▶ [Directive 1]:
Print, word for word, the passage of the post on building credit in Canada that begins at the words "As a refugee claimant, however, I" and stops after the words "in tenant screening.".
Begin Reading passage
The reflections and insights shared in this post are for educational purposes only and do not constitute professional financial advice.
I arrived in Canada with more than a refugee claim—I brought fiscal discipline, determination, and a deep well of inherited financial wisdom from my dad. I had a clear vision to rebuild a dignified life grounded in financial independence.
My dad taught me early on that money is more than currency—it’s freedom, leverage, and power.
This mindset carried me through many challenges and has been instrumental in building a new life in Canada. One of the central pillars of that journey is my credit score. I quickly realized that to establish a solid foundation in Canada, I needed to strategically approach building my credit profile.
Understanding the importance of credit in Canada
I dedicated countless hours to researching Canada’s financial system, diving deep into the intricacies of credit scores and their critical role in the country’s financial ecosystem.
As a refugee claimant, however, I was perceived as a high-risk individual. Without a credit history in Canada and with limited banking engagement, I knew that building a strong credit profile was going to be difficult.
But I also recognized this crucial truth: access to credit is not merely about purchasing power, it is a pathway to financial freedom.
Without it, basic needs—like securing rental housing—could become an insurmountable challenge.
This was a new reality for me as a refugee claimant from Jamaica. Credit checks are not commonly done in Jamaica’s rental market. Landlords usually rely more on personal references, proof of income, and rental history rather than formal credit scores.
But I learned that in Canada, credit checks are standard procedure in tenant screening.
This made me realize just how essential building a credit profile would be to my financial stability and ability to thrive in my new home.
A strategic start to building a healthy credit profile
Armed with research, strategic planning, and a dogged willingness to invest in my financial health, I began building my credit profile.
I made it my mission to educate myself on Canada’s credit system. I focused on deepening my knowledge about credit score calculation and the behaviours that lead to a healthy credit profile. I understood the importance of on-time payments and maintaining a low credit utilization rate—two pillars of financial health that would set me up for long-term success.
Managing credit utilization with financial discipline
The first few months were undoubtedly challenging because I had limited resources. But I remained committed to my financial strategy. One rule I adhered to was paying my balance in full, on time, every…single…month. This was crucial to avoid accumulating debt and harming my credit profile.
This commitment meant sacrificing small comforts and luxuries, but I recognized that it was a critical step toward my financial health in Canada.
I set ambitious yet realistic goals. While industry guidance suggests keeping credit utilization below 30%, I made it my mission to stay below 10%. Gradually, I pushed myself to aim for an even slimmer margin of 5%.
Through research, I learned that individuals with the highest credit scores tend to use less than 5% of their available credit. I was determined to mirror that behaviour, even in the early months when my available credit was quite low.
I took control of the elements I could manage: my utilization rate, my on-time payments, and regular credit monitoring.
End Reading passage
Begin Stored rows
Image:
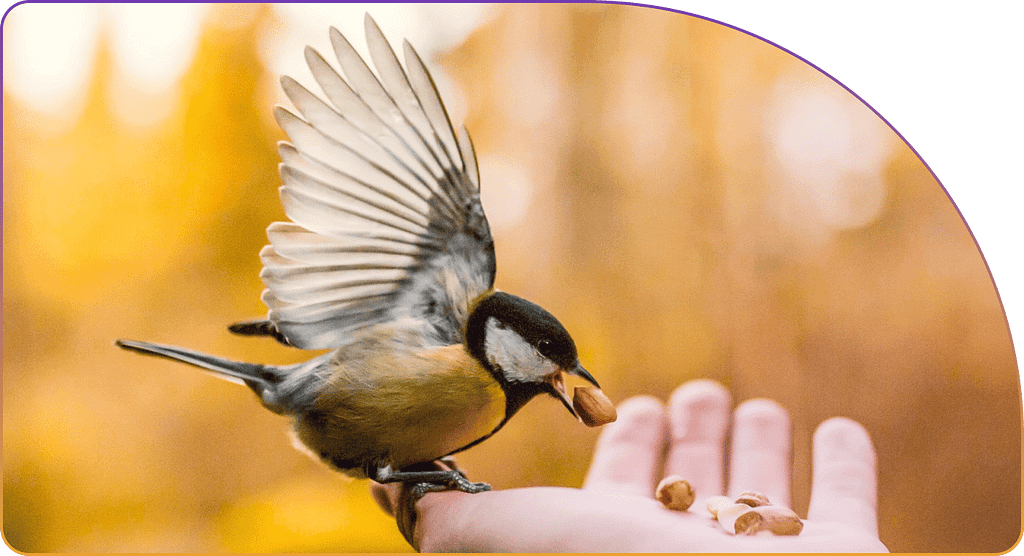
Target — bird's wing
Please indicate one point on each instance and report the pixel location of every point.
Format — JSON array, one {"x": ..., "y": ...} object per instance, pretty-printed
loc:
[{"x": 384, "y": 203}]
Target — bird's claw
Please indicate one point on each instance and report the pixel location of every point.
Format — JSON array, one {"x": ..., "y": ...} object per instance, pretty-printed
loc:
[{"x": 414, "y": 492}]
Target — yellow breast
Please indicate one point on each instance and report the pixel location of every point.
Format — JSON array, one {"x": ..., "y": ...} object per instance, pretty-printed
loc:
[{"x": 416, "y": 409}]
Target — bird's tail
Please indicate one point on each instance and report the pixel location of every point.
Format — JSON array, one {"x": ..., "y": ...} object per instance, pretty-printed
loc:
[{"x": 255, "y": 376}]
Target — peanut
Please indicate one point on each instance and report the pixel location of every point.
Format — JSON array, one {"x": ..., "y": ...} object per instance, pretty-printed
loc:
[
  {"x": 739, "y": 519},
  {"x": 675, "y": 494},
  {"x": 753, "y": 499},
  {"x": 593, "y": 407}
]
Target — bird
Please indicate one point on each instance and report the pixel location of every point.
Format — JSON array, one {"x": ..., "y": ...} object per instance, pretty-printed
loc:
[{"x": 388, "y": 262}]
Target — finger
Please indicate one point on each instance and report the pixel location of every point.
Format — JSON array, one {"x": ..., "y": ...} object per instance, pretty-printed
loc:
End Stored rows
▶ [Directive 2]:
Output the lines of the records without any change, beginning at the line that has "Target — yellow breast" and stopping after the last line of the records, with both of those lines included.

▶ [Correct answer 1]:
As a refugee claimant, however, I was perceived as a high-risk individual. Without a credit history in Canada and with limited banking engagement, I knew that building a strong credit profile was going to be difficult.
But I also recognized this crucial truth: access to credit is not merely about purchasing power, it is a pathway to financial freedom.
Without it, basic needs—like securing rental housing—could become an insurmountable challenge.
This was a new reality for me as a refugee claimant from Jamaica. Credit checks are not commonly done in Jamaica’s rental market. Landlords usually rely more on personal references, proof of income, and rental history rather than formal credit scores.
But I learned that in Canada, credit checks are standard procedure in tenant screening.

▶ [Correct answer 2]:
Target — yellow breast
Please indicate one point on each instance and report the pixel location of every point.
Format — JSON array, one {"x": ..., "y": ...} object per instance, pretty-printed
loc:
[{"x": 416, "y": 409}]
Target — bird's tail
Please indicate one point on each instance and report the pixel location of every point.
Format — JSON array, one {"x": ..., "y": ...} object per instance, pretty-printed
loc:
[{"x": 255, "y": 376}]
Target — peanut
Please indicate one point on each instance and report the pixel location of every point.
Format — JSON array, one {"x": ..., "y": ...} object per instance, pretty-printed
loc:
[
  {"x": 739, "y": 519},
  {"x": 675, "y": 494},
  {"x": 753, "y": 499},
  {"x": 593, "y": 407}
]
Target — bird
Please indicate one point on each instance and report the pixel location of every point.
Format — JSON array, one {"x": ..., "y": ...} object per instance, pretty-printed
loc:
[{"x": 388, "y": 262}]
Target — finger
Please indicate one point on each instance and report the pixel location of every point.
Format — JSON array, one {"x": ..., "y": ...} object per instance, pretty-printed
loc:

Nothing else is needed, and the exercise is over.